Task description: Continue the text on passing gas through customized muffle furnaces from where it stops.

Given text:

(begin)

Can a customized experimental muffle furnace pass gas?

Whether the customized experimental muffle furnace can pass gas depends on the type of furnace body:

Ordinary box type muffle furnace: usually designed as an open or simple sealed structure, it is not recommended to directly introduce flammable gases such as hydrogen. Insufficient sealing may lead to hydrogen leakage, which can easily cause explosions when mixed with air at high temperatures. But inert gases such as nitrogen can be introduced for protective annealing or oxidation prevention, but it is necessary to first evacuate and replace the air to ensure a reducing atmosphere.
Tube type muffle furnace: using quartz or metal tubes as the furnace, equipped with gas inlet and outlet and sealing devices, can safely introduce various gases, including hydrogen, nitrogen, argon, etc. Its sealing structure can effectively prevent gas leakage, and the gas flow path is controllable, suitable for scenarios such as catalytic reactions and reduction experiments that require specific atmospheres.
Vacuum box muffle furnace: Combining vacuum technology with atmosphere control function, impurities can be removed by vacuuming first, and then inert gases such as nitrogen and argon can be introduced to create a pure and oxygen free environment for experiments. Some models also support hydrogen gas injection, but require explosion-proof devices and strict safety monitoring systems.
Experimental atmosphere electric furnace: Upgraded from the muffle furnace, capable of introducing various gases such as oxygen, nitrogen, argon, hydrogen, etc., and equipped with a precision flow control system. The furnace material (such as quartz glass tube) and heating element (such as silicon molybdenum rod) can withstand high temperature and gas corrosion, making it suitable for complex experiments such as metal heat treatment and material synthesis.

(end)

Extracted records:
(begin)

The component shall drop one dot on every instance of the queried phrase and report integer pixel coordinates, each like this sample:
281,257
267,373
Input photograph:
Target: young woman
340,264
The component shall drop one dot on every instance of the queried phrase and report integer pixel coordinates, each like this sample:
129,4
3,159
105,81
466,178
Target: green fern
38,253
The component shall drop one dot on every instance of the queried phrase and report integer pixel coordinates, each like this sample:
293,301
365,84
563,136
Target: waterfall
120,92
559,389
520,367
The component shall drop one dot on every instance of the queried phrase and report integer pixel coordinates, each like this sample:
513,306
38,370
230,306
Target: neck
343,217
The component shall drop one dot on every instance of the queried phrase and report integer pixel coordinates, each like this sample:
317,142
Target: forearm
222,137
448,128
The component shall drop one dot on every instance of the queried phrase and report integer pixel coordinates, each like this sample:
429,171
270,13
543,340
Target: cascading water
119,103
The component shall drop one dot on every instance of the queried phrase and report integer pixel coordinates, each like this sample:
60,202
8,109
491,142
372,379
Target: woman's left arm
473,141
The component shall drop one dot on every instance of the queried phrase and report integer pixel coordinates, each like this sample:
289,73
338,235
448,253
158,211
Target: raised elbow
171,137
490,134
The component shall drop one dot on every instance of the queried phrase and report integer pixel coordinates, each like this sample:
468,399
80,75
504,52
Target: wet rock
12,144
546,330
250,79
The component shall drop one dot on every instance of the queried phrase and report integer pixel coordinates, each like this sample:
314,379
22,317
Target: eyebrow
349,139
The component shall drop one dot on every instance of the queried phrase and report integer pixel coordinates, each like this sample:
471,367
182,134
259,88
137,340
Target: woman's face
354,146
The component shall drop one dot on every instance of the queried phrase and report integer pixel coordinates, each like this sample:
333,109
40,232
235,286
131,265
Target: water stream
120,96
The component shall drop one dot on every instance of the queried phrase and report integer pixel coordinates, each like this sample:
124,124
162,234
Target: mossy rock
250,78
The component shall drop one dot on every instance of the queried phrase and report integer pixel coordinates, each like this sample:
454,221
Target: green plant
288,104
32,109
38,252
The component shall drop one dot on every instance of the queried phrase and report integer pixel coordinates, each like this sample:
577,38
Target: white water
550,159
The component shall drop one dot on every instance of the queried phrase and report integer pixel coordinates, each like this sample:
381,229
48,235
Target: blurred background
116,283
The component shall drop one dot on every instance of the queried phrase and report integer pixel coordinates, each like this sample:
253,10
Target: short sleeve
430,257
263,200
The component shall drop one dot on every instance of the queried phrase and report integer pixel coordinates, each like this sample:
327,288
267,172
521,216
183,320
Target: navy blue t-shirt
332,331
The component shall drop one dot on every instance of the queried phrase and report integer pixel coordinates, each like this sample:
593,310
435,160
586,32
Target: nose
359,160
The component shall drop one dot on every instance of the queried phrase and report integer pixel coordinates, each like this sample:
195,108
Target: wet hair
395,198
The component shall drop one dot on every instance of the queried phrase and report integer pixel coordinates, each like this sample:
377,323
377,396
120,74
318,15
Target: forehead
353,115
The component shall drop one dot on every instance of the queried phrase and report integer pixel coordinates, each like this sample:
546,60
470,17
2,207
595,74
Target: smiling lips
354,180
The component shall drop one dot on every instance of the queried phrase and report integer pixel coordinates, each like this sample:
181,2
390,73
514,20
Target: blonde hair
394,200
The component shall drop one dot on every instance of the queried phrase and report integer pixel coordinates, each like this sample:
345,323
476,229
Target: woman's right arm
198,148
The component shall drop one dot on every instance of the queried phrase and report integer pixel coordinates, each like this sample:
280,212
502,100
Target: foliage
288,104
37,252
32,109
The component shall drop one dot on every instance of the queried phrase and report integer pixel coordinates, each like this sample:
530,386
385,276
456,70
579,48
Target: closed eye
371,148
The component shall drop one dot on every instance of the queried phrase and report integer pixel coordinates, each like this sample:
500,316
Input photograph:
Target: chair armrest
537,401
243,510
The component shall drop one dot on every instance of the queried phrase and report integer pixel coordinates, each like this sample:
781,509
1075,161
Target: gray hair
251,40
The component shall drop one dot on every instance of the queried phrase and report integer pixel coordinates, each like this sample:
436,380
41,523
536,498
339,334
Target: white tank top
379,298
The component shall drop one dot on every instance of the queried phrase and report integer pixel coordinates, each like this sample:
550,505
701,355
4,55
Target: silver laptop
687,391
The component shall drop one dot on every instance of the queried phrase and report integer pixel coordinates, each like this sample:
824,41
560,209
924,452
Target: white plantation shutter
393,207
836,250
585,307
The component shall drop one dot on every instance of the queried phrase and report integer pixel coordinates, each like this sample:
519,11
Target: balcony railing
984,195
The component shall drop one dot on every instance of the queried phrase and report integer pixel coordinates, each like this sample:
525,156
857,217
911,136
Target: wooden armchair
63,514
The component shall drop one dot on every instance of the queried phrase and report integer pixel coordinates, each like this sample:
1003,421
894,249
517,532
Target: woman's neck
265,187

(end)

Output:
Key precautions when passing gas:
Gas selection and safety:
Due to its wide explosion limit (4% -75% volume concentration), hydrogen gas is only suitable for use in well sealed tube furnaces or specialized atmosphere furnaces, and must be equipped with a hydrogen concentration monitor and explosion-proof device.
Inert gases such as nitrogen and argon have high safety, but purity must be ensured (such as high-purity nitrogen ≥ 99.999%) to avoid impurities interfering with the experiment.
Equipment sealing and leak detection:
Before introducing gas, it is necessary to check the sealing of the furnace body, such as the connection between the quartz tube and flange of the tube furnace and the door seal of the box furnace. Soap water can be used for leak detection to ensure that there is no leakage before introducing gas.
Gas flow and pressure control:
Adjust the gas flow rate according to experimental requirements (such as 20ml/min for hydrogen and 50-100mL/min for nitrogen) to avoid excessive flow causing high furnace pressure or airflow disturbance affecting temperature uniformity.
Some furnace types need to be evacuated to -0.1MPa (pointer to the end) before introducing gas to eliminate air.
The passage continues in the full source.